#### WHAT YOU WILL DO:
1. List every dollar amount given in the earnings call remarks.
2. Go on with the earnings call remarks, starting after their last sentence.

#### PASSAGE TO READ:

Although we continue to experience some margin pressure, our strategies are enabling us to protect core earnings, and we expect they will result in improved profitability as we transition to a more normalized rate environment. Deposit balances fluctuated during the quarter, and focal date balances ended slightly down from the prior quarter. However, average total deposits increased from the prior quarter, while the mix of deposits continues to partially shift into higher rate products. Loan growth was strong in Q2, running at 9.5% annualized. Credit quality remains quite stable, resulting from our conservative approach to credit and our long-term practice of actively managing the loan portfolio. We have ample liquidity, a relatively low loan-to-deposit ratio, and a solid capital base. Going forward, we will continue to keep a sharp eye on expenses while we focus on growing loans and deposits.
We will now move to Don, who will take a few minutes to cover our financial results.
Donald J. Hinson (EVP and CFO)
Thank you, Jeff. I'll be reviewing some of the main drivers of our performance for Q2. As I walk through our financial results, unless otherwise noted, all the prior period comparisons will be with the first quarter of 2024. Starting with the balance sheet, loan growth was strong again in Q2, increasing $104 million for the quarter. Yields in the loan portfolio were 5.52% for the quarter, which was 11 basis points higher than Q1. Approximately 3 basis points of this increase was due to interest recoveries recognized on resolved non-accrual loans. Bryan McDonald will have an update on loan production and yields in a few minutes. Deposit balances are showing some stabilization. Although focal date deposits decreased $17 million during the quarter, average total deposits increased $29 million from the prior quarter.

#### DATASET ENTRIES:
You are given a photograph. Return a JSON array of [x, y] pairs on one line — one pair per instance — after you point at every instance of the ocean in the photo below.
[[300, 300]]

--

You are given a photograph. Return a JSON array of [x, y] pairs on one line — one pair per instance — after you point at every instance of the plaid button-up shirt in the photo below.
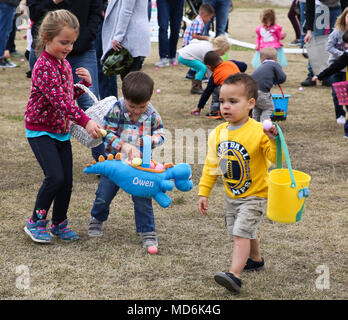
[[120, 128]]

--

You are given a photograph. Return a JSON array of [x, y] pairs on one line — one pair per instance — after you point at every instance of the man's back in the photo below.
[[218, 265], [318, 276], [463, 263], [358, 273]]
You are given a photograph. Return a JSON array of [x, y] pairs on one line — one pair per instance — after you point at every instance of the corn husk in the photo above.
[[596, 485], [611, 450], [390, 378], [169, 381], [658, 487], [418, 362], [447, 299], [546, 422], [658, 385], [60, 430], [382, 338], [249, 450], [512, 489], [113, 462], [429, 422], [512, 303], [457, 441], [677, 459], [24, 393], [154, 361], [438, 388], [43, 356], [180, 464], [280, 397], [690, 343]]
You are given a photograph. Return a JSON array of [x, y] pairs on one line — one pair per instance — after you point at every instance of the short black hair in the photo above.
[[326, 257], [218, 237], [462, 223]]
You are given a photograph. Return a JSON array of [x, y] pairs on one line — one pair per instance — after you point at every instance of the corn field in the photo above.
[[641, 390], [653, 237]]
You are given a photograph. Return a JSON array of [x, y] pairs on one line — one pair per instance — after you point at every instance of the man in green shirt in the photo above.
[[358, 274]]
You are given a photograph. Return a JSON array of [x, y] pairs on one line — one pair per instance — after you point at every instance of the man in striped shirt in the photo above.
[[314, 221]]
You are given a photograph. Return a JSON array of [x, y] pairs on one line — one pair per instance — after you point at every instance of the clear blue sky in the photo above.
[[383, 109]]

#### ANSWERS:
1. $104 million, $17 million, $29 million

2.
Average total deposits for the quarter were about $40 million higher than quarter-end balances due to some volatility that occurred at quarter-end, and we consider our average deposit balances as more indicative of the trends we are experiencing. There continues to be a change in the mix of deposits from non-maturity deposit balances to CDs, although at a slower pace. Non-maturity deposits decreased $120 million during the quarter, and CDs increased $104 million, $30 million of which was in the form of additional brokered CDs. These factors contributed to an increase of 19 basis points, taking our cost of interest-bearing deposits to 1.89% for Q2. Due to the current market pressures related to deposit rates, we expect to continue to experience an increase in the cost of our core deposits, although again at a slower pace.
This is illustrated by the cost of interest-bearing deposits being 1.95% for the month of June, with a spot rate of 1.96% as of June 30. Investment balances decreased $72 million, mostly due to a loss trade executed during the quarter. A loss of $1.9 million was recognized in the sale of $39 million of securities, all of which occurred in June. These sales were done in order to continue to right-size our investment portfolio and free up funds for other balance sheet initiatives. It is estimated that the annualized pre-tax income improvement from this loss trade will be approximately $1 million, resulting in an earnback period of about two years. We will continue to consider additional loss trades in order to defend our margin from downward pressures and reposition our balance sheet.
Moving on to the income statement, net interest income decreased slightly from the prior quarter due to a decrease in the net interest margin. The net interest margin decreased to 3.29% in Q2, from 3.32% in the prior quarter. This decrease is primarily due to the cost of interest-bearing deposits increasing more rapidly than the yields on earning assets. Also impacting the margin in Q2 was a 48 basis points increase in our cost of borrowings from the prior quarter, resulting in a $600,000 increase in interest expense, which is more than the overall decrease in net interest income we experienced for the quarter. This occurred due to the repricing of $400 million of BTFP debt that matured in early May. The increase in borrowing costs negatively impacted the margin by four basis points in Q2.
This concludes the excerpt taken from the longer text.